**READING PASSAGE:**
When would NFL tap $4 billion in media fees?

The NFL is not budgeted to use the $4 billion in media fees that are at the center of a bitter dispute with the players union until a potential second year of a lockout, according to two well-placed sources.

The NFL Players Association has appealed to a federal district court judge a special master’s decision last week allowing the NFL to use those funds in the event of a lockout, which could begin as early as March 4. However, the NFL is not planning to tap the media money until March 2012, if necessary, the sources said, apparently making the outcome of the appeal largely moot in the context of the heated labor debate. Most observers expect the league and union to reach a new labor deal long before spring 2012.

If it’s true that the NFL does not even need the media money right away, it shows that the NFL has prepared for a doomsday scenario, said Bill Gould, a Stanford University law professor who writes on sports labor and is a former chairman of the National Labor Relations Board.

**DATA UNDER STUDY:**
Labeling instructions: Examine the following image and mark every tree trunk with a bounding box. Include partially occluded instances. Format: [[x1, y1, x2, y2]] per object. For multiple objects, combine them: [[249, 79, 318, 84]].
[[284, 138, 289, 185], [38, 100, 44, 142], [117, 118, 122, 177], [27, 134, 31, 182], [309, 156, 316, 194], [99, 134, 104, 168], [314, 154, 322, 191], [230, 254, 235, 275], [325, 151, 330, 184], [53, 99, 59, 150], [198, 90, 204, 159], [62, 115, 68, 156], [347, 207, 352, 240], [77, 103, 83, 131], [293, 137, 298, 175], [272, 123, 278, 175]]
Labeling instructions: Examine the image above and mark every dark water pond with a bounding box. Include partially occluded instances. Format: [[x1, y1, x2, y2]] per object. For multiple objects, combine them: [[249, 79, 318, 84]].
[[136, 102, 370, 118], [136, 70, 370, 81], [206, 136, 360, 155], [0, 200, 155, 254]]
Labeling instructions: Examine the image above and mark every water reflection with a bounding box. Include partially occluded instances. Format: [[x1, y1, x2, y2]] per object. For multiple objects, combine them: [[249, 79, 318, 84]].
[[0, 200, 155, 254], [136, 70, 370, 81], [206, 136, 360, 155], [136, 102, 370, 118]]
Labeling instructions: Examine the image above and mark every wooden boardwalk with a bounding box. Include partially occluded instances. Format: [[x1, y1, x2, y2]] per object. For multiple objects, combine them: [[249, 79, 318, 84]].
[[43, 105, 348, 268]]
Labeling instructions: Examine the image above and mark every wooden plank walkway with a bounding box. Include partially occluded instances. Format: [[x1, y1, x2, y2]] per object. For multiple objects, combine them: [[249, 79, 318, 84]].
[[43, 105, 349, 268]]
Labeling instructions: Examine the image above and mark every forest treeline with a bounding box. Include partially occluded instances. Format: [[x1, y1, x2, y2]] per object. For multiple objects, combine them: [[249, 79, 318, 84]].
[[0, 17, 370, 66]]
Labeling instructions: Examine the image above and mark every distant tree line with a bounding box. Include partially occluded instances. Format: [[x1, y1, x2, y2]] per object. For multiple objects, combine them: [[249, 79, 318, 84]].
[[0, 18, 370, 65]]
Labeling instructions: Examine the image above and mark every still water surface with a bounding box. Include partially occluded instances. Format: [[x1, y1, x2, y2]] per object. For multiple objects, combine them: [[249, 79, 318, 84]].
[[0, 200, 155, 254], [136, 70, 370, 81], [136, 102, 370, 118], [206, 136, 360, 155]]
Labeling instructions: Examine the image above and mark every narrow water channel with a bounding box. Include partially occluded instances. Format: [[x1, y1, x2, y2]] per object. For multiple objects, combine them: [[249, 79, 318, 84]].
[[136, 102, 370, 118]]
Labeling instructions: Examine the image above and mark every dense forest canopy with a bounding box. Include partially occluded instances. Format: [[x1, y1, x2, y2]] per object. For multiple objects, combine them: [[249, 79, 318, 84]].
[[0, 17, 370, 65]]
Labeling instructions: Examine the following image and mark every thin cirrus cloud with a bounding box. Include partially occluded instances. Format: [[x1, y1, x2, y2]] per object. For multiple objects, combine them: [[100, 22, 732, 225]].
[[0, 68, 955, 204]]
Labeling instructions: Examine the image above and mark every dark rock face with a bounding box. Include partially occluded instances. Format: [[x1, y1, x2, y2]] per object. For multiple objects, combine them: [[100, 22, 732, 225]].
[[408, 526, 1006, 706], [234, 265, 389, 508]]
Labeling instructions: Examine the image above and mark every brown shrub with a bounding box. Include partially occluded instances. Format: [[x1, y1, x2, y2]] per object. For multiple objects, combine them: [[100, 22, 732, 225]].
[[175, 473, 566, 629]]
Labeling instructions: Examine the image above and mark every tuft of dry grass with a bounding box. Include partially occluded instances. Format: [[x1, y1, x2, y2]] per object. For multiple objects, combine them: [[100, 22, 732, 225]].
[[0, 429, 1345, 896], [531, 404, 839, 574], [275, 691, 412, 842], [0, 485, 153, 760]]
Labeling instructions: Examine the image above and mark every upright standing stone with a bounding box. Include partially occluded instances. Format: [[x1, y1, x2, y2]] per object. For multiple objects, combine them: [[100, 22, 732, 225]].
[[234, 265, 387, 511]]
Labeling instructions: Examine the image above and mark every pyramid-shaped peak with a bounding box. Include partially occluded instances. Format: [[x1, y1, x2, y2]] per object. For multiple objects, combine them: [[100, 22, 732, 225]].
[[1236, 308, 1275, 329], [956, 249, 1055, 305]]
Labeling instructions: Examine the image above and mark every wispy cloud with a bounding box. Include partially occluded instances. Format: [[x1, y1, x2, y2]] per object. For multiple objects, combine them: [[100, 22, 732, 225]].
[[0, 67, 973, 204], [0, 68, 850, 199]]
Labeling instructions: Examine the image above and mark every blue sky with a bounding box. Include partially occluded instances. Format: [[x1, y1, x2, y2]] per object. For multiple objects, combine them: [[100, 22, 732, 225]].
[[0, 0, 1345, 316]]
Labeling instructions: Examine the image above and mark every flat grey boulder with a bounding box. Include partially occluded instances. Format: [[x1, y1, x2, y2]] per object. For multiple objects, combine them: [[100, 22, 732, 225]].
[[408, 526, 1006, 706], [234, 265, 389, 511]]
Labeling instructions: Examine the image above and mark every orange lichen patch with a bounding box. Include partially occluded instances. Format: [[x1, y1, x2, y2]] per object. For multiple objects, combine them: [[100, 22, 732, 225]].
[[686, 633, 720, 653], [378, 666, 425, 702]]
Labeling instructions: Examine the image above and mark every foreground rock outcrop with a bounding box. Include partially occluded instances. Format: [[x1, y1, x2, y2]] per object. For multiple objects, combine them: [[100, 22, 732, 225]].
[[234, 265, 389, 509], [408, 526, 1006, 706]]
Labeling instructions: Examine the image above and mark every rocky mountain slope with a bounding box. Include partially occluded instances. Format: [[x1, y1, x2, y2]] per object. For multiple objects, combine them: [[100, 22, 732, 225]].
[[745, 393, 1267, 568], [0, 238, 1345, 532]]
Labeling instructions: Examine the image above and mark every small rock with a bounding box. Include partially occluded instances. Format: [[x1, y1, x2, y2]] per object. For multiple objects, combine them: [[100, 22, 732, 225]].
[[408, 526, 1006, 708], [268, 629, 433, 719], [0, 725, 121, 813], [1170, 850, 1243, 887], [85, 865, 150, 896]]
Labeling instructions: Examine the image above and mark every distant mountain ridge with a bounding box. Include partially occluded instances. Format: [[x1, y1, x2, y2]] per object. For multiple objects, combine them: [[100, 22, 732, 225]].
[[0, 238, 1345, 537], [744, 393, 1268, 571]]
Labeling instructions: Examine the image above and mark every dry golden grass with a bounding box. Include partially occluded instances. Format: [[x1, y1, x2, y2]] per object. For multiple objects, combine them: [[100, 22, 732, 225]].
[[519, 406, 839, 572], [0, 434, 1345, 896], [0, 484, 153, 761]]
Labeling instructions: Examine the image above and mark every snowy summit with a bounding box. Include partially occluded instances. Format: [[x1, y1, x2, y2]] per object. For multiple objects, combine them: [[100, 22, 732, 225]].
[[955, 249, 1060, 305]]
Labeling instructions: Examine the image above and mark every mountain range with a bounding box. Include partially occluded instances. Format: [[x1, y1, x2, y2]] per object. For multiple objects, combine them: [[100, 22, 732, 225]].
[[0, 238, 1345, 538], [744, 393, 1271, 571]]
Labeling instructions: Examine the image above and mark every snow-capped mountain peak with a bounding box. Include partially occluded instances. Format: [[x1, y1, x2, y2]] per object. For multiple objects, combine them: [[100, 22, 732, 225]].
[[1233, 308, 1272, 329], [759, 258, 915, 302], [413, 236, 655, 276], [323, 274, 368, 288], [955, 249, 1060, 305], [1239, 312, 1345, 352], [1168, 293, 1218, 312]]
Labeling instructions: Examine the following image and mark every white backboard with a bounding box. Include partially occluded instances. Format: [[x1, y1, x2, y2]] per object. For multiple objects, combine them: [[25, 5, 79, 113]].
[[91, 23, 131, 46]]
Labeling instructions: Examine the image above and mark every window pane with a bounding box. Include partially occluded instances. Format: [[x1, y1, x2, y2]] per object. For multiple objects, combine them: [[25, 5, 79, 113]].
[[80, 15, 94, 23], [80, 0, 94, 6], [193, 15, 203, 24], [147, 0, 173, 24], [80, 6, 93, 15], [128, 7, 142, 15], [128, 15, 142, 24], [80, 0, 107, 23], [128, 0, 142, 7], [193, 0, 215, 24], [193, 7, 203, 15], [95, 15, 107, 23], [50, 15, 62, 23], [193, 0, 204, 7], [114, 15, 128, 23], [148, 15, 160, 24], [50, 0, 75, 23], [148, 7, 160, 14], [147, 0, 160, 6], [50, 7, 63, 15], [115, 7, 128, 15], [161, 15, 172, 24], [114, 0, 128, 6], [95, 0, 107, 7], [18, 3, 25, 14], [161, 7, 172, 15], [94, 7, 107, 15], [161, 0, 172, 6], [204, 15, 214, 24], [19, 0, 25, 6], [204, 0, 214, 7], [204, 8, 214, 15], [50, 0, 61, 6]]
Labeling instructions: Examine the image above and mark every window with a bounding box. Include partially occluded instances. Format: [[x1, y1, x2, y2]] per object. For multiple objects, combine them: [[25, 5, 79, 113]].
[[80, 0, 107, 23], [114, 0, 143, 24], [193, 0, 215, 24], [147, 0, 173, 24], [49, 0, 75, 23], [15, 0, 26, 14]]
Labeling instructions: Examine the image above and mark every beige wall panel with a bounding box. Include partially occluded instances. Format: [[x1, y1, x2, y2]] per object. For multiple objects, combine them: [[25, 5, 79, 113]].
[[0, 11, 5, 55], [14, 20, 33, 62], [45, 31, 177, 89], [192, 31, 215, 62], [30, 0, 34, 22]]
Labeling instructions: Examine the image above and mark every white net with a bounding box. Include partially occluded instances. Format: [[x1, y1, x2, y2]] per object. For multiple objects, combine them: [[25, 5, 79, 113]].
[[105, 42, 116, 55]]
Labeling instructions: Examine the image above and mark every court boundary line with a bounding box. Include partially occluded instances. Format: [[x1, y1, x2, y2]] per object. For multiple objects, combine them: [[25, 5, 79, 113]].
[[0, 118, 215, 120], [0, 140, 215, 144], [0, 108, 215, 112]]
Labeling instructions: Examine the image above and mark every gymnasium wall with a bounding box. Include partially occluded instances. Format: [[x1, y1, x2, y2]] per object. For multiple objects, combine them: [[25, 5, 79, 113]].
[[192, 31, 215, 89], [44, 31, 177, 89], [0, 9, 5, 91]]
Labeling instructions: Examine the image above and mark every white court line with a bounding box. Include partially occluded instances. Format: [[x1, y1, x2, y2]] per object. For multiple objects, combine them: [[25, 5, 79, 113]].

**WHAT TO DO:**
A. In the NFL media fees article, when does the league plan to start using the $4 billion in media money, if it needs it?
B. Continue the NFL media fees article from its last sentence.

**PER-TASK OUTPUTS:**
A. March 2012, if necessary.

B.
“The NFL has a lot of resources,” Gould said. “They can afford to be patient.” The players, Gould added, who were already nervous about what a work stoppage could mean for them may now have reason to be even more concerned.

Grubman
The NFL declined to comment for this story, but last month, the league’s executive vice president of NFL ventures and business operations, Eric Grubman, told reporters, “There are a lot of risks we account for, and to prepare for them, we line up sources of capital. [The TV money] is only one. We have other sources of capital that we lined up to account for any risk that we can think of that might face the league.”

The union has aggressively challenged the league’s control of the TV money, charging that the NFL negotiated below-market rates for the broadcast deals in exchange for a promise that the money would flow whether games are played or not. The league is required to maximize revenue under the collective-bargaining agreement. Underlying the charge, of course, is that the money is critical for keeping the owners afloat during a labor disturbance.

“Now for the good news: The NFL, until the appeal in Minnesota, has $4 billion to not play football next year. VICTORY!”, union spokesman George Atallah tweeted soon after the decision on Tuesday. Atallah did not reply for comment for this story. The district court that the NFLPA has appealed to is in Minnesota.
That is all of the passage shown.